- [The tasks]:
1. Reproduce word for word the passage of the Callanish article below, starting with "Callanish rather than" and going on through "test of time.".
2. Translate this sentence from the Callanish article below into Spanish: "Rows of four or five stones radiate out to the east, west, and south."
3. Write what comes next in the text about the Callanish standing stones below, following on from its final sentence.

- [Source extract]:
★ ★ ★ ★

Callanish

In one of the most remote corners of Britain stands one of the country's most impressive megalithic monuments. The standing stones of Callanish (an an-glicization of the Gaelic name, Calanais) can be found on the western shores of the Isle of Lewis in the Outer Hebrides off western Scotland. They occupy a commanding situation overlooking what is now a stark landscape of heathery peat bogs and, to the west, the sea inlet of East Loch Roag. The site, dating to the third millennium B.C.E., consists of a ring of tall menhirs—the ring is 13 meters (43 feet) across and the stones vary from 3 meters (10 feet) to 4 meters (13 feet) in height—surrounding a small, chambered tomb. Rows of four or five stones radiate out to the east, west, and south. Northwards, but displaced by about ten degrees to the east, runs a longer double row or avenue. Several smaller stone circles and settings of standing stones are found in the vicinity.

The site first achieved astronomical notoriety when a survey was published by Vice-Admiral Boyle Somerville in 1912. It included the first-ever suggestion that a megalithic monument might have been aligned upon the moon at an extreme rising or setting point in its 18.6-year cycle, known as the lunar node cycle. As Somerville pointed out, the avenue is aligned southwards in the direction of the most southerly possible setting point of the moon, which the moon can only reach every eighteenth or nineteenth year. This idea was elaborated in the 1960s and 1970s by Gerald Hawkins, the author of Stonehenge Decoded, and by the Scottish engineer Alexander Thom. The Greek historian Diodorus of Sicily, writing in the first century b.c.e., referred to a sacred precinct or circular temple in the island of the Hyperboreans where the moon appeared close to the earth and the god returned every nineteen years, and it has been suggested by some people, including the British archaeologist Aubrey Burl, that Diodorus referred to

The standing stones of Callanish, Isle of Lewis, Scotland. (Corel Corp.)

Callanish rather than Stonehenge, as was more generally assumed. (Both interpretations are problematic.)

Thom proposed that Callanish was one of several "lunar observatories" marking significant lunar rising and setting points very precisely (down to a small fraction of the moon's diameter) using distant foresights—in this case, the mountain of Clisham on Harris, some 26 kilometers (16 miles) away. However, there is no clear view of Clisham from the avenue—it is obscured both by the taller stones of the central ring and by a small rocky outcrop just to the south of the site. Thom's high-precision "lunar observatories" in general have not stood the test of time.

★ ★ ★ ★

- [Stored data]:
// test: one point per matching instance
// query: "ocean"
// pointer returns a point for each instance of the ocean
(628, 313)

★ ★ ★ ★

- [Answers to each task]:
1.
Callanish rather than Stonehenge, as was more generally assumed. (Both interpretations are problematic.)

Thom proposed that Callanish was one of several "lunar observatories" marking significant lunar rising and setting points very precisely (down to a small fraction of the moon's diameter) using distant foresights—in this case, the mountain of Clisham on Harris, some 26 kilometers (16 miles) away. However, there is no clear view of Clisham from the avenue—it is obscured both by the taller stones of the central ring and by a small rocky outcrop just to the south of the site. Thom's high-precision "lunar observatories" in general have not stood the test of time.

2. Hileras de cuatro o cinco piedras se extienden radialmente hacia el este, el oeste y el sur.

3.
However, the failure of mid-twentieth-century attempts to populate the prehistoric past with an intellectual or priestly elite prepossessed with high-precision astronomical observations should not blind us to the basic relationship with the moon that exists at the Callanish stones, or with what this might actually have meant to the Neolithic populations of this area. The full or nearly full moon scraping uncommonly low over the hills to the south and then—as viewed along the avenue—passing behind and setting among the stones of the circle, casting them into silhouette, would have been a truly spectacular sight, one that could only have been seen once or twice in a generation. If this was intentional from the outset, then it would certainly ex plain the skewing of the avenue away from the meridian. It would also have ensured that this location was charged with tremendous sacred power at these special times.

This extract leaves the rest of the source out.